- **What you are asked to do**
Recast every line of the listing below as a JSON list of strings, one string per line, omitting blank lines.

[Stored items]
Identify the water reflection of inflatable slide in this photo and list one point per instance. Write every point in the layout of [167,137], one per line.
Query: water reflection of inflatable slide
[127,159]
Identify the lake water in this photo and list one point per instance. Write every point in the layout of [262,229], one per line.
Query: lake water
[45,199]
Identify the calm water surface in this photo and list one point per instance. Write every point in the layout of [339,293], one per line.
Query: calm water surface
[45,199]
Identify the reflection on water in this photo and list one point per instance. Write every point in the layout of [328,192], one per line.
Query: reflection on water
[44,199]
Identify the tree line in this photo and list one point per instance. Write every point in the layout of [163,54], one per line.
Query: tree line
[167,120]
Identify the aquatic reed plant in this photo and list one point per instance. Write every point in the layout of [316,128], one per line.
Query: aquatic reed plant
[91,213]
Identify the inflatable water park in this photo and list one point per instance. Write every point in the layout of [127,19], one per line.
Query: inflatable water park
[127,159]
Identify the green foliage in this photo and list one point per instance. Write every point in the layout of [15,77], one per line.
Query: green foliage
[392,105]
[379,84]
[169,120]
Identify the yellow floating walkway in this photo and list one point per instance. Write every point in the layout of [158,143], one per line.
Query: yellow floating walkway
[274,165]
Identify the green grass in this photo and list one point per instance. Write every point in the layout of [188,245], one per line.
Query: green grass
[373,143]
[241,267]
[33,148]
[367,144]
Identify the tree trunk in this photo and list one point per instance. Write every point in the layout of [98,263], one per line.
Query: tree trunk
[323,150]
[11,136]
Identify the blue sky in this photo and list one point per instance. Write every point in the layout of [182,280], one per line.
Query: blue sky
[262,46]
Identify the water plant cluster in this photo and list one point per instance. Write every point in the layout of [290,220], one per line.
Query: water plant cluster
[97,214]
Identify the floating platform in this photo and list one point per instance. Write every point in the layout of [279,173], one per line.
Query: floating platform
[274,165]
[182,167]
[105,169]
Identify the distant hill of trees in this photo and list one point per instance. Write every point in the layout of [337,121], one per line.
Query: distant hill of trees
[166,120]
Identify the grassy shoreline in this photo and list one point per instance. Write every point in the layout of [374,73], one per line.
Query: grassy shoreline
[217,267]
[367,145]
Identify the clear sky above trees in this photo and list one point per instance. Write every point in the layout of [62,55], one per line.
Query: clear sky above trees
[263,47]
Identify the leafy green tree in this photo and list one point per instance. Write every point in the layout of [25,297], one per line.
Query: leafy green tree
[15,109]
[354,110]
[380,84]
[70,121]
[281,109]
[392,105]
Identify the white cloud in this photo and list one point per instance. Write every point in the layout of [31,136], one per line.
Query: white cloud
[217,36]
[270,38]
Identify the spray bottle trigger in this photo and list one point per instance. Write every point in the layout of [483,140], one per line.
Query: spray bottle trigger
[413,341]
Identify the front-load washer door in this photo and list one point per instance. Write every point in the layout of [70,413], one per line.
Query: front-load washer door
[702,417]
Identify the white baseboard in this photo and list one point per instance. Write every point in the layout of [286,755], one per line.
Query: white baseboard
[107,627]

- **In response**
[
  "Identify the water reflection of inflatable slide in this photo and list one point per instance. Write every point in the layout of [167,137], one per line.",
  "Query: water reflection of inflatable slide",
  "[127,159]",
  "Identify the lake water in this photo and list one point per instance. Write every point in the layout of [262,229], one per line.",
  "Query: lake water",
  "[45,199]",
  "Identify the calm water surface in this photo and list one point per instance. Write every point in the layout of [339,293], one per line.",
  "Query: calm water surface",
  "[45,199]",
  "Identify the reflection on water in this photo and list one point per instance. Write every point in the layout of [328,192], one per line.",
  "Query: reflection on water",
  "[44,199]",
  "Identify the tree line in this photo and list one point per instance. Write every point in the layout of [163,54], one per line.",
  "Query: tree line",
  "[167,120]",
  "Identify the aquatic reed plant in this photo and list one point per instance. Write every point in the layout of [316,128], one per line.",
  "Query: aquatic reed plant",
  "[91,213]",
  "Identify the inflatable water park in this photo and list one point per instance. Write every point in the layout of [127,19], one per line.",
  "Query: inflatable water park",
  "[127,159]",
  "Identify the green foliage in this photo and list one point per instance. Write every point in the layout of [15,77], one per line.",
  "Query: green foliage",
  "[392,105]",
  "[379,84]",
  "[169,120]",
  "Identify the yellow floating walkway in this photo and list one point per instance. Write every point in the layout of [158,143], one per line.",
  "Query: yellow floating walkway",
  "[274,165]",
  "Identify the green grass in this photo and list one point per instance. Write every point in the layout of [188,245], one per line.",
  "Query: green grass",
  "[373,143]",
  "[241,267]",
  "[33,148]",
  "[367,144]",
  "Identify the tree trunk in this photo and list one point per instance. Write every point in the layout of [98,263], one per line.",
  "Query: tree trunk",
  "[323,150]",
  "[11,136]",
  "Identify the blue sky in this photo and list one point per instance. Write every point in the layout of [182,280], one per line.",
  "Query: blue sky",
  "[262,46]",
  "Identify the water plant cluster in this photo and list one point per instance. Write every point in the layout of [290,220], one per line.",
  "Query: water plant cluster",
  "[97,214]",
  "Identify the floating platform in this photo and list one point per instance. Write every point in the layout of [279,173], one per line.",
  "Query: floating platform",
  "[274,165]",
  "[182,167]",
  "[105,169]",
  "Identify the distant hill of trees in this photo and list one point per instance. Write every point in the layout of [337,121], one per line.",
  "Query: distant hill of trees",
  "[166,120]",
  "Identify the grassy shoreline in this photo and list one point per instance. Write every point in the layout of [374,73], one per line.",
  "Query: grassy shoreline",
  "[217,267]",
  "[367,145]",
  "Identify the clear sky above trees in this photo and list one point per instance. Write every point in the layout of [62,55], one per line.",
  "Query: clear sky above trees",
  "[263,47]",
  "Identify the leafy green tree in this photo and list one point per instance. Write every point in the layout of [25,297], one per line.",
  "Query: leafy green tree",
  "[15,109]",
  "[354,110]",
  "[380,84]",
  "[70,121]",
  "[281,109]",
  "[392,105]",
  "Identify the white cloud in this photo and list one point per instance. Write every point in the layout of [31,136], one per line.",
  "Query: white cloud",
  "[217,36]",
  "[270,38]",
  "Identify the spray bottle trigger in this photo and list one point per instance. Write every point in the layout of [483,140], one per line.",
  "Query: spray bottle trigger",
  "[413,341]",
  "Identify the front-load washer door in this photo and list one point per instance. Write every point in the layout of [70,413], one per line.",
  "Query: front-load washer door",
  "[702,417]",
  "Identify the white baseboard in this photo and list one point per instance. Write every point in the layout of [286,755], one per line.",
  "Query: white baseboard",
  "[107,627]"
]